§ WHAT THE TASK REQUIRES
Restate the following entries exactly. Keep the pictures out.

§ MATERIAL FOR THIS TASK
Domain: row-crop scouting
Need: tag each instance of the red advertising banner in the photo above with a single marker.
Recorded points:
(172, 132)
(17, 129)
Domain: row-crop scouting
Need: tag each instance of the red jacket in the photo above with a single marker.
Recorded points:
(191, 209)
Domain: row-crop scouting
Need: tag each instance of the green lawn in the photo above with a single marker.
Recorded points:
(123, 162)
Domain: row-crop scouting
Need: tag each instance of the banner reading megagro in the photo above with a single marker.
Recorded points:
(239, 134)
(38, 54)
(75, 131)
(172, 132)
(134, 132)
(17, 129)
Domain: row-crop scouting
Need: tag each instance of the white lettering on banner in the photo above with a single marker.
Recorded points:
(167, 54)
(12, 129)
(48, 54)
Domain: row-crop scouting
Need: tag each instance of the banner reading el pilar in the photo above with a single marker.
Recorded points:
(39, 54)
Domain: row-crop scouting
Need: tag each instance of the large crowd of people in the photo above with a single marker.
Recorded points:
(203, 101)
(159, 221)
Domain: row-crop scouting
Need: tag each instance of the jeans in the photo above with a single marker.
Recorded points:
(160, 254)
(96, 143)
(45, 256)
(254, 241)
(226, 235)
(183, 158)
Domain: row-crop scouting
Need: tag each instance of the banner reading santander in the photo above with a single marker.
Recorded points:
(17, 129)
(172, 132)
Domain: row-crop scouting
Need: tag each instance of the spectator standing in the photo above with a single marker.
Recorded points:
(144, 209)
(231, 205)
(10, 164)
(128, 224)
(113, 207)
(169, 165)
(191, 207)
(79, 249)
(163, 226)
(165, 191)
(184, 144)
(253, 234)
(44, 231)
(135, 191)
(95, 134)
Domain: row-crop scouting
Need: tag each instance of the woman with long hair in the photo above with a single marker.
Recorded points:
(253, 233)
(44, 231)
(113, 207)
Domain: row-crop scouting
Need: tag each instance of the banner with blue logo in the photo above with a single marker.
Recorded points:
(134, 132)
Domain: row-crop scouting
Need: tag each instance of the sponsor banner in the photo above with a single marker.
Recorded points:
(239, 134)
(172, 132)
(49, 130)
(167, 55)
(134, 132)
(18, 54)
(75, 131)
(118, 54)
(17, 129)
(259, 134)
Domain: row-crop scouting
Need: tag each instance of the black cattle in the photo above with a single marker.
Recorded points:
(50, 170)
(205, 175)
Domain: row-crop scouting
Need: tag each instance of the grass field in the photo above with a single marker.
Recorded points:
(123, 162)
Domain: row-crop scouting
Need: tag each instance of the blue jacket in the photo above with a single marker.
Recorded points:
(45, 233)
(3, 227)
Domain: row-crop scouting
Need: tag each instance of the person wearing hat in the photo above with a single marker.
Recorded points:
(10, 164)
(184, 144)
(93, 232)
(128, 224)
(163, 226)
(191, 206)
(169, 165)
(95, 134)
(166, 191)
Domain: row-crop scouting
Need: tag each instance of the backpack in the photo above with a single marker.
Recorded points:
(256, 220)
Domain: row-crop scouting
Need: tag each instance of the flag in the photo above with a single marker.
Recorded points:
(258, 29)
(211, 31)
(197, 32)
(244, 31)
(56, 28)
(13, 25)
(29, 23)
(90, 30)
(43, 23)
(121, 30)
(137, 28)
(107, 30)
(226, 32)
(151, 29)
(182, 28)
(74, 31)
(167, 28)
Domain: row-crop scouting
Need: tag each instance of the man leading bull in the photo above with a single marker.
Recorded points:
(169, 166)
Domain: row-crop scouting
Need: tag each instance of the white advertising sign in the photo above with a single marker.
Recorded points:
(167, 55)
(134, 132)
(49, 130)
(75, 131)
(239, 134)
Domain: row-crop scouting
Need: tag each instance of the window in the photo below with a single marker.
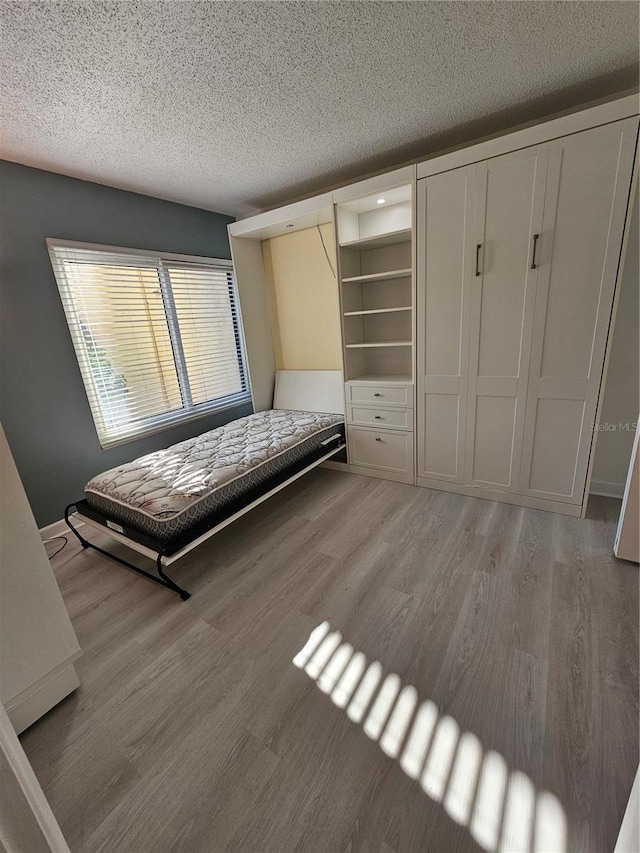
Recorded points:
(158, 337)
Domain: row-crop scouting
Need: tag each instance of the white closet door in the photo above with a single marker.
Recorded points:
(589, 177)
(508, 219)
(445, 258)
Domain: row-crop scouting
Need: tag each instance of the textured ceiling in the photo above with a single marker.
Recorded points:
(237, 106)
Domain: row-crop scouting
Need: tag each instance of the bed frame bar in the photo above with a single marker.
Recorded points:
(161, 578)
(166, 555)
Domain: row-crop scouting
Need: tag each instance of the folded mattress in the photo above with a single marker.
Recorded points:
(165, 493)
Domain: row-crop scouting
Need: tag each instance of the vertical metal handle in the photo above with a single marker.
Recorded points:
(536, 237)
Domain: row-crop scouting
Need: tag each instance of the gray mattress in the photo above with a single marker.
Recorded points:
(165, 493)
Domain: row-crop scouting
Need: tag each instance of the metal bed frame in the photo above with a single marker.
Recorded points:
(167, 553)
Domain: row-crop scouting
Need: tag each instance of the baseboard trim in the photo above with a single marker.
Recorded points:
(28, 706)
(607, 489)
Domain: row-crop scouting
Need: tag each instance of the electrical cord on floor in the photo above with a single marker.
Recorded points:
(54, 539)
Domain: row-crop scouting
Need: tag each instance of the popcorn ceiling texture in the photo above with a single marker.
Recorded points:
(239, 106)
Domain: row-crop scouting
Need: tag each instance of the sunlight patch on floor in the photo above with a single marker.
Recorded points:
(501, 808)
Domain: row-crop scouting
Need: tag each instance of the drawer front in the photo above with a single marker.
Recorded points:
(380, 395)
(380, 417)
(390, 451)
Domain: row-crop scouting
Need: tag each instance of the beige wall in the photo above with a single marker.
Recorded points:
(621, 404)
(302, 294)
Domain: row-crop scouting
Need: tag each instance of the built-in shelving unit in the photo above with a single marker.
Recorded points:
(380, 276)
(376, 283)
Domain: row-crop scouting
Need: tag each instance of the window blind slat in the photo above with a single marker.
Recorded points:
(157, 340)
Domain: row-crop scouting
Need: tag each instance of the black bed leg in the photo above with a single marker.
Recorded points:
(78, 536)
(184, 595)
(161, 578)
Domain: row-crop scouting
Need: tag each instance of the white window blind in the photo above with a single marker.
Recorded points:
(158, 337)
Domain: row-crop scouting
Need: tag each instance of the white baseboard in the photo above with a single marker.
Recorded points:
(606, 489)
(58, 528)
(36, 700)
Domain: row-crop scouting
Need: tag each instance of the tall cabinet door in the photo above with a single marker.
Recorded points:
(508, 219)
(589, 177)
(445, 263)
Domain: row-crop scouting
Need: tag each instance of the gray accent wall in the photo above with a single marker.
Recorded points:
(43, 405)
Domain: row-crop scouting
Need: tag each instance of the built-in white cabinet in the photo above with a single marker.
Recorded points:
(38, 645)
(475, 293)
(517, 264)
(375, 231)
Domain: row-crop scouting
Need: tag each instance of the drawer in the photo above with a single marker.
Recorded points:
(389, 418)
(380, 395)
(390, 451)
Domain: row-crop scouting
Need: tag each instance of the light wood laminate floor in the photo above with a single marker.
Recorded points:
(500, 645)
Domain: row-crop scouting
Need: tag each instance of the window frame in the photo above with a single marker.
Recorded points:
(189, 411)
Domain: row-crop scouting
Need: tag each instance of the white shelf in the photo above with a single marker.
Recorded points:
(388, 239)
(377, 311)
(391, 378)
(378, 276)
(369, 344)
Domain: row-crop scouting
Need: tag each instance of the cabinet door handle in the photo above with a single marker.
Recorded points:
(536, 237)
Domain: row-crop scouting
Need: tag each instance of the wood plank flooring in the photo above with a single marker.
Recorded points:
(515, 629)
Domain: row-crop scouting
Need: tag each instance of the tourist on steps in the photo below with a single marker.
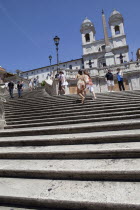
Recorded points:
(89, 84)
(120, 79)
(19, 88)
(31, 85)
(62, 82)
(110, 81)
(81, 85)
(11, 88)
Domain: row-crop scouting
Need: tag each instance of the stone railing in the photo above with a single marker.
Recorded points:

§ SOLUTION FOR THIS TASK
Domain: row-crop scouting
Need: tag each instance of the red advertising banner in the photo above with a single marker.
Recorded points:
(172, 132)
(17, 129)
Domain: row-crop scouting
Need: tag each instance of the red jacket in the photo above with a single marker.
Recorded points:
(191, 209)
Domain: row-crop scouting
Need: tag each instance of the green lawn in the photo above with a single marker.
Recorded points:
(123, 162)
Domain: row-crop scouting
Need: tag each instance of the banner reading megagro in the photo above with a single marker.
Recorded points:
(239, 134)
(38, 54)
(75, 131)
(172, 132)
(134, 132)
(17, 129)
Domain: row-crop scouting
Need: tag each instance of the white lettering on banner in the photo above with a single marker.
Recorded points:
(167, 54)
(12, 129)
(48, 54)
Domain: row-crop scouting
Need: tag each instance of the banner reading el pilar in the photo above with a single marker.
Recorded points:
(39, 54)
Domain: row-crop scouting
Need: tag each instance of the large crowd of people in the photo above with a single marker.
Recorded points:
(203, 101)
(159, 221)
Domain: row-crop scouting
Need: tag each instance of the jeans in the photo above with a single marker.
Recorded points:
(160, 254)
(96, 143)
(45, 256)
(254, 241)
(226, 235)
(183, 158)
Domain: row-crop scouting
Need: tag each instance of the banner reading santander in the photo above with a single marker.
Recorded points:
(17, 129)
(172, 132)
Domain: row-crop scouting
Need: tag each instance of the spectator standing in the photo above with a single marker.
Recorded points:
(144, 209)
(231, 205)
(10, 164)
(128, 224)
(113, 207)
(169, 165)
(191, 207)
(79, 249)
(163, 226)
(165, 191)
(184, 144)
(253, 234)
(44, 231)
(135, 191)
(95, 134)
Domain: row-crop scouting
Need: tag each instance of the woman with long hair in the photo above with a single marker.
Recorded points:
(253, 233)
(44, 231)
(113, 207)
Domain: row-crop scouting
Need: tag each instance of the banner with blue logo in the photo above with a single marker.
Recorded points:
(134, 132)
Domain: row-crop scouting
Need: tag each instance of the sponsor banner in the photo above with a single marker.
Recorded points:
(239, 134)
(172, 132)
(49, 130)
(167, 55)
(134, 132)
(18, 54)
(75, 131)
(118, 54)
(17, 129)
(259, 134)
Domain: row-crop scouting
Need: tag each instance of the black cattle in the photo above with a single marker.
Recorded points:
(50, 170)
(205, 175)
Domain: row-crop scouting
Need: tag each instance of the grass field in the photo above with a single marker.
Recorded points:
(123, 162)
Domain: row-crop scouting
Need: tag each instance of the blue jacket in the photo above with a single marker.
Recorded points:
(45, 233)
(3, 227)
Domain: row-crop scouting
Need: tag each instance of the person wearing hat in the photo above with a single marker.
Recorded points:
(10, 164)
(184, 144)
(93, 232)
(128, 224)
(163, 226)
(191, 206)
(169, 165)
(95, 134)
(166, 191)
Domain: row-crop scouting
Need: tag each instance of the backpack in the photo above with a single marker.
Recorded points:
(256, 220)
Domain: row-crop scouting
Need: tag each instance of the flag in the photo above with a single marker.
Recorded points:
(258, 29)
(211, 31)
(197, 32)
(244, 31)
(56, 28)
(13, 25)
(29, 23)
(90, 30)
(43, 23)
(121, 30)
(137, 28)
(107, 30)
(226, 32)
(151, 29)
(182, 28)
(74, 31)
(167, 28)
Domain: row-crop scouting
Need: tag each instance of the man leading bull in the photo above with a single marker.
Recorded points:
(169, 166)
Domain: row-crop scouting
Need: tag each instance of the white advertising sign in the photo above with a single marker.
Recorded points:
(167, 55)
(134, 132)
(49, 130)
(75, 131)
(239, 134)
Domain: row-crop scouting
Need: tag each instance of the window in the photo below with a single marker.
Recorded points:
(158, 337)
Domain: row-crop scouting
Need: tag each instance of the white closet door in the photo above with a single marker.
Recorded points:
(589, 177)
(508, 219)
(445, 258)
Domain: row-crop scouting
Need: tag each instance of the textured ceiling in the photo above with a single marker.
Recorded points:
(237, 106)
Domain: row-crop scouting
Need: tag each instance of the bed frame bar in the photo above with a single marker.
Recorded points:
(161, 578)
(166, 555)
Domain: row-crop scouting
Need: tag each instance of the folded mattress in the photo above with a single marker.
Recorded points:
(165, 493)
Domain: row-crop scouting
Need: tag each instance of the vertical metal handle in the photo above with a single marker.
Recorded points:
(536, 237)
Domain: row-crop scouting
Need: tag each instance of the gray mattress in the photo above with a single marker.
Recorded points:
(165, 493)
Domain: row-crop scouting
Need: tag each instance of the metal bed frame in the photo above with a single marker.
Recorded points:
(167, 553)
Domain: row-crop scouting
Need: tag each instance of the baseboard trim in the photo above with a single marker.
Recorded points:
(28, 706)
(607, 489)
Domain: row-crop scouting
Need: tag each instance of the electrical cord on floor in the photo above with a single marker.
Recorded points:
(54, 539)
Domain: row-crop scouting
Need: tag each instance of the popcorn ceiling texture in the photo above with a single marker.
Recorded points:
(239, 106)
Domain: row-crop scouting
Need: tag each instance of the sunlight patch on floor in the photo above with a single marker.
Recorded points:
(501, 808)
Domain: row-crop scouting
Need: tag each instance of the drawer front in the photo above with a single marker.
Recorded points:
(380, 395)
(380, 417)
(390, 451)
Domain: row-crop scouting
Need: tag each instance of the beige wall in the photo above with a single marker.
Recorded points:
(621, 404)
(302, 294)
Domain: row-crop scouting
Need: tag each instance of the built-in shelving unit in the photo above with a single marker.
Recorded points:
(380, 276)
(376, 283)
Domain: row-crop scouting
Need: tag each instance of the window blind slat in the photo above with a single marker.
Recorded points:
(157, 340)
Domain: row-crop scouting
Need: tag each instance of the black bed leg in the photo above with a single marker.
Recorded points:
(78, 536)
(184, 595)
(161, 578)
Domain: row-crop scouting
Need: tag each instance of the white window blind in the photo above with a single marker.
Recorded points:
(158, 337)
Domain: row-crop scouting
Need: tag each instance of the white baseboard in the photo above with a single marker.
Recorded points:
(606, 489)
(58, 528)
(36, 700)
Domain: row-crop scouting
Need: tag each instance of the tall cabinet door in the photo above with a single marker.
Recorded points:
(508, 219)
(589, 177)
(445, 263)
Domain: row-crop scouting
Need: tag each instance of the gray accent wall in the photo above with a single marker.
Recorded points:
(43, 405)
Domain: row-crop scouting
Need: tag each instance of the built-in white cabinet in the photo above with a single marker.
Recorded points:
(38, 645)
(475, 293)
(517, 264)
(375, 231)
Domain: row-crop scouting
Need: tag each instance of the drawer in the photo above with a single marker.
Recorded points:
(389, 418)
(380, 395)
(390, 451)
Domain: row-crop scouting
Need: tag each instance of the light wood laminate floor in the photo above with a single marker.
Recorded points:
(500, 645)
Domain: row-crop scouting
Need: tag each instance of the window frame in the photo above with a single marker.
Recorded points:
(189, 411)
Domain: row-crop scouting
Need: tag each instance of the white shelf in the photo above with a single marker.
Recorded points:
(388, 239)
(377, 311)
(391, 378)
(378, 276)
(369, 344)
Domain: row-crop scouting
Need: tag each instance of the cabinet door handle in the photo above with a single marker.
Recorded points:
(536, 237)
Domain: row-crop scouting
Need: tag each instance of the wood plank flooring in the photo above with a single marker.
Recorded points:
(515, 629)
Domain: row-crop scouting
Need: tag each instance of the tourist on steps in the photo below with a single marker.
Recorded points:
(89, 84)
(120, 79)
(19, 88)
(31, 85)
(62, 82)
(110, 81)
(81, 85)
(11, 88)
Domain: row-crop scouting
Need: tag each instance of the stone railing in the photo above with a single marker.
Recorded points:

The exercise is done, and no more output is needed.